# WHAT THIS TASK INVOLVES
Every record must be repeated exactly, with no omission.

--- start of INFORMATION SHOWN ---

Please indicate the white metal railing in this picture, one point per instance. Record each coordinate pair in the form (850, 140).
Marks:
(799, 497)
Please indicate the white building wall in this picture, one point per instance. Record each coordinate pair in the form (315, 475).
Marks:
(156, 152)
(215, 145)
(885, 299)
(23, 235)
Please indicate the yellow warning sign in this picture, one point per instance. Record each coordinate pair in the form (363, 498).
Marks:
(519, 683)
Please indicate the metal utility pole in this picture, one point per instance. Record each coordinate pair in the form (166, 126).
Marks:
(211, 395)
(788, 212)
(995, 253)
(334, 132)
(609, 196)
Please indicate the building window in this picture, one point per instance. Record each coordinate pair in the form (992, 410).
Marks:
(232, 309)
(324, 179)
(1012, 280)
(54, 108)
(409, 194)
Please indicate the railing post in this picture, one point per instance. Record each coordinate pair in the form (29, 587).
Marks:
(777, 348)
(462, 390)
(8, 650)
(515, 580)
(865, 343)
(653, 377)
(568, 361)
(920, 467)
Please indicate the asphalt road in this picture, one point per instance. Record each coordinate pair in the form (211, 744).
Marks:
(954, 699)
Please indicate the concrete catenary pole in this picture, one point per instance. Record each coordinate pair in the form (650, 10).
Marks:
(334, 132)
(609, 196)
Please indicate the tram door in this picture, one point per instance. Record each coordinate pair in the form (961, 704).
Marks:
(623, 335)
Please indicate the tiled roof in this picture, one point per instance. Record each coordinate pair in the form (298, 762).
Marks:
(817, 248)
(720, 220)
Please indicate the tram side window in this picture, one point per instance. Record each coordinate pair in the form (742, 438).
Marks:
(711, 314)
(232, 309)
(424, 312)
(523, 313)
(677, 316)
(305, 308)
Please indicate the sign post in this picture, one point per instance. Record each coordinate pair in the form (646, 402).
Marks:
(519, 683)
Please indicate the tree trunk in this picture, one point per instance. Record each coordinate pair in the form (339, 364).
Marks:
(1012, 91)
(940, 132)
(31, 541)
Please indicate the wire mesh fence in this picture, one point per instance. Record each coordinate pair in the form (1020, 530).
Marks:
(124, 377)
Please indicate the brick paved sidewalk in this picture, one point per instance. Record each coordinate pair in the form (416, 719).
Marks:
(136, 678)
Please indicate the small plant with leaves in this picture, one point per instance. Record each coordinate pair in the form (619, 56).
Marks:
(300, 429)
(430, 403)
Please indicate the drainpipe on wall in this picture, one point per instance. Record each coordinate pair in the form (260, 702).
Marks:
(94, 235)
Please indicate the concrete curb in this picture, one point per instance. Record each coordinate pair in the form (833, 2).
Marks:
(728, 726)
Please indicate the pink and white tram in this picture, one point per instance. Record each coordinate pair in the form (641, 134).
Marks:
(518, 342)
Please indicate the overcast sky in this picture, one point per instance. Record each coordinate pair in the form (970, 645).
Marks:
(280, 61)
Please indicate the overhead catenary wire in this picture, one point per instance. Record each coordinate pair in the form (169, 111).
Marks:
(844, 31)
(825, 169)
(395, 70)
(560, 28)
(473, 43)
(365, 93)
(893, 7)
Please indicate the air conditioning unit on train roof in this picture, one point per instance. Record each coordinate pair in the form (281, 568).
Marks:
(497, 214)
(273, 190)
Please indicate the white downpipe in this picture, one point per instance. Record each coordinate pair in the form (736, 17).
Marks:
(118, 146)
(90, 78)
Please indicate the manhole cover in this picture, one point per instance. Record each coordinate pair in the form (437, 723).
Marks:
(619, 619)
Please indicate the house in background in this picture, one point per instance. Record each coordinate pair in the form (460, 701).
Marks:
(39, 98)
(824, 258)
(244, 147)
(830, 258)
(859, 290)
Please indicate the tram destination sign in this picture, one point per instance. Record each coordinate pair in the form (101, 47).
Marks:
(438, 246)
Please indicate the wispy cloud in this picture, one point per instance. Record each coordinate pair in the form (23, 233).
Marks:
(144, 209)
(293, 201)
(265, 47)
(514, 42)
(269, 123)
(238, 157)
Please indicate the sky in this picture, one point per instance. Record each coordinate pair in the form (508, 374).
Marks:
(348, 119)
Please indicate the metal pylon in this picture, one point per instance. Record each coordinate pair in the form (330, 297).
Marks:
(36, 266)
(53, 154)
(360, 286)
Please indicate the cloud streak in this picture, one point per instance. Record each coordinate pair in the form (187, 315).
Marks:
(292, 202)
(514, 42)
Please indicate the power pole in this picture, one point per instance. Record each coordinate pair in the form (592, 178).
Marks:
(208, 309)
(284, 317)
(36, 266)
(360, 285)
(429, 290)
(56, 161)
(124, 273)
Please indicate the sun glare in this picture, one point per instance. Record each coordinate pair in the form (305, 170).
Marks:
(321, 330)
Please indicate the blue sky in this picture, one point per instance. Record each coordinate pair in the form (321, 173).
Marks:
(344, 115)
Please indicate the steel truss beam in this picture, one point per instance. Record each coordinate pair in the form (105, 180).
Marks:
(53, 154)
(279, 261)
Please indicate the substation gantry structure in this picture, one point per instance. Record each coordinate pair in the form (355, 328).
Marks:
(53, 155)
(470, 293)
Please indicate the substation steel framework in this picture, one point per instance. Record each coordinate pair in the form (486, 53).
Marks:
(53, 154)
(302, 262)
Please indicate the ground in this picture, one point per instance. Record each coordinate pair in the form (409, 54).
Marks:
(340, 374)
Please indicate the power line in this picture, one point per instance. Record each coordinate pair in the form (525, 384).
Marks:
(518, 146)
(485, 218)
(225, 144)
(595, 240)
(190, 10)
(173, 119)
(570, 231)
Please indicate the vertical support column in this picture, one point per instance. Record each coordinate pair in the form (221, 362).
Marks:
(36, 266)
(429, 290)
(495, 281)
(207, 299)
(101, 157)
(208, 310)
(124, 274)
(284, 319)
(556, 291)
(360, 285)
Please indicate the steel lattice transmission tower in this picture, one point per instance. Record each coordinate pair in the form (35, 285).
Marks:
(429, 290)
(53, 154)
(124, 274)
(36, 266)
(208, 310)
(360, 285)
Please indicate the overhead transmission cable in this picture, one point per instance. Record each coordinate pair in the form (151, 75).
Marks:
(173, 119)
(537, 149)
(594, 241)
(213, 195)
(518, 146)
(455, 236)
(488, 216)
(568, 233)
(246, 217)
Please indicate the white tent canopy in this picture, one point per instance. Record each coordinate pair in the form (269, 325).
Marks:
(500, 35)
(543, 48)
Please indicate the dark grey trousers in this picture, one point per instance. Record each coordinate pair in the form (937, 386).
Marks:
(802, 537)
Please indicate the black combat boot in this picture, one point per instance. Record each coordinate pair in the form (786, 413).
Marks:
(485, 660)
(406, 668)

--- end of INFORMATION SHOWN ---

# EXERCISE ANSWER
Please indicate the white metal railing in this picture, one point per instance. Record each coordinate pair in the form (850, 140).
Marks:
(799, 497)
Please indicate the white building wall in this picture, one point per instance. Record each coordinate pair in the form (315, 475).
Marks:
(156, 152)
(215, 145)
(885, 299)
(23, 235)
Please indicate the yellow warning sign in this picture, one point per instance. Record each coordinate pair in the form (363, 498).
Marks:
(519, 683)
Please indicate the metal utility pole in this picture, one point per instance. Record each coordinate pair in the form (166, 126).
Marks:
(211, 395)
(788, 212)
(995, 253)
(334, 132)
(609, 196)
Please indicate the building window in this picture, one point per instance. Record each coordinate pair in the form (992, 410).
Marks:
(232, 309)
(324, 179)
(1012, 280)
(54, 108)
(409, 194)
Please indicate the railing post in this picture, one point per instance. Record each coordinate pair in the form (29, 587).
Marks:
(777, 348)
(462, 390)
(8, 650)
(515, 580)
(865, 343)
(653, 377)
(568, 361)
(920, 467)
Please indicate the asphalt road in this picture, one point per instance. Record each coordinate pair in the form (211, 744).
Marks:
(954, 699)
Please indicate the concrete catenary pole in this picture, one point per instance. Record each coordinate pair in the form (650, 10).
Marks:
(334, 132)
(609, 196)
Please indicate the tram door in this picture, one point per instance. Record each coordinate pair in the form (961, 704).
Marks:
(623, 335)
Please indicate the tiled roof in this picture, one point per instance. Record each coordinate pair in the form (298, 762).
Marks:
(817, 248)
(720, 220)
Please indicate the tram side window in this picture, one point per instance. Record each coordinate pair in the form (742, 438).
Marks:
(711, 314)
(232, 309)
(424, 312)
(523, 313)
(677, 316)
(305, 308)
Please indicate the sign post in this picture, one point per instance. Record each coordinate pair in the form (646, 402).
Marks:
(519, 683)
Please indicate the tree trunk in this picture, one point per instance. Record each coordinate pair in the form (339, 364).
Marks:
(1012, 91)
(940, 132)
(31, 541)
Please indicate the wire mesh fence in this picture, one point per instance. Record each coordinate pair in the form (1020, 530).
Marks:
(124, 377)
Please indicate the brick paved sidewalk in this picture, one point per instance. Record each coordinate pair in the form (416, 719).
Marks:
(136, 678)
Please indicate the small plant with leaves in this picture, one point per instance. Record each coordinate pair in the form (619, 56).
Marks:
(300, 429)
(430, 403)
Please indicate the drainpipe on wall in this picture, one point per instance. Record each coordinate pair in the form (260, 702).
Marks:
(94, 235)
Please indicate the concrete curb in this picture, one point per instance. Record each coordinate pair in the form (833, 2).
Marks:
(728, 726)
Please indicate the pink and white tram in this picture, one point per instance. Record each coordinate pair in the form (641, 134).
Marks:
(518, 342)
Please indicate the overcast sky in this picture, one point per instance. Record each coordinate pair in the form (970, 645).
Marks:
(280, 61)
Please indicate the overhead catenary wire in this picture, one point per instance. Record each coordinate pair in the form (169, 111).
Marks:
(844, 31)
(825, 169)
(395, 70)
(560, 28)
(473, 43)
(365, 93)
(893, 7)
Please indicate the air conditioning unit on train roof in this picture, one point per instance. Record each coordinate pair in the form (281, 568).
Marks:
(497, 214)
(273, 190)
Please indicate the white downpipe in this picture, one point per instance. Record each coordinate pair in the form (736, 17).
Marks:
(118, 146)
(90, 78)
Please indicate the manhole cover in this picture, one point per instance. Record each coordinate pair in the form (437, 723).
Marks:
(619, 619)
Please indicate the house in background in this picture, one point per instance. Record each coordinate pair in the form (460, 701).
Marks:
(39, 98)
(824, 258)
(244, 147)
(830, 258)
(859, 290)
Please indicate the tram destination sign in this picture, one point per instance. Record each coordinate pair in the form (101, 47).
Marks:
(438, 246)
Please indicate the wispy cloud in this picture, one point per instance. Record each coordinate pair in the form (23, 233).
Marks:
(144, 209)
(293, 201)
(265, 47)
(514, 42)
(269, 123)
(238, 157)
Please indicate the sky in this picture, one point per instance. Record each coordinate pair in the form (508, 374).
Marks:
(348, 119)
Please indicate the metal pylon in this picture, one point per instance. Record each coordinate pair in the form (330, 297).
Marks:
(36, 266)
(53, 154)
(360, 286)
Please indicate the cloud streak in this picture, one point per instance. Record each coordinate pair in the form (187, 315).
Marks:
(292, 202)
(514, 42)
Please indicate the power pole in this picture, one point per instance. Record each coordinate pair in the form (592, 178).
Marks:
(208, 309)
(284, 317)
(36, 266)
(360, 285)
(429, 290)
(56, 161)
(124, 273)
Please indicate the sun glare in this picture, one point per instance. Record each coordinate pair in the form (305, 170).
Marks:
(321, 330)
Please indicate the blue sky in this picture, one point per instance. Record each coordinate pair in the form (321, 173).
Marks:
(344, 115)
Please indicate the steel truss beam in this picture, one point per instance. Record each coordinate pair in the form (105, 180).
Marks:
(53, 154)
(279, 261)
Please indicate the substation gantry structure in this picture, one point per instance. Record each coordinate pair in the form (355, 328).
Marks:
(53, 155)
(470, 293)
Please indicate the substation steel framework in this picture, one point per instance. Record each coordinate pair in the form (486, 53).
Marks:
(53, 154)
(302, 262)
Please indicate the ground in this picture, one point per instance. Record each coordinate pair in the form (409, 54).
Marks:
(340, 374)
Please indicate the power line in this picture, one point per instance. Record each coordinate pair in the form (525, 384).
Marks:
(518, 146)
(485, 218)
(225, 144)
(595, 240)
(190, 10)
(173, 119)
(570, 231)
Please indicate the vertical support column in this picture, one point per instance. Record each coordinate pair in the form (221, 362).
Marks:
(36, 266)
(429, 290)
(495, 281)
(207, 299)
(101, 157)
(208, 310)
(124, 274)
(284, 319)
(556, 291)
(360, 285)
Please indicate the steel lattice transmission tower in this picture, one point per instance. Record each coordinate pair in the form (35, 285).
Marks:
(429, 290)
(53, 154)
(124, 274)
(36, 266)
(208, 310)
(360, 285)
Please indicate the overhead transmission cable in this picture, one point per instance. Record each coordinate pair in the form (151, 75).
Marks:
(173, 119)
(537, 149)
(594, 241)
(213, 195)
(518, 146)
(455, 236)
(488, 216)
(568, 233)
(246, 217)
Please indicate the white tent canopy in this picture, one point per instance. Record each coordinate pair in the form (269, 325).
Marks:
(500, 35)
(543, 48)
Please indicate the dark grey trousers in this picture, one point per instance. Record each coordinate pair in the form (937, 386).
Marks:
(802, 537)
Please indicate the black combat boot in this picture, one point per instance. Record each coordinate pair in the form (786, 413).
Marks:
(485, 660)
(406, 668)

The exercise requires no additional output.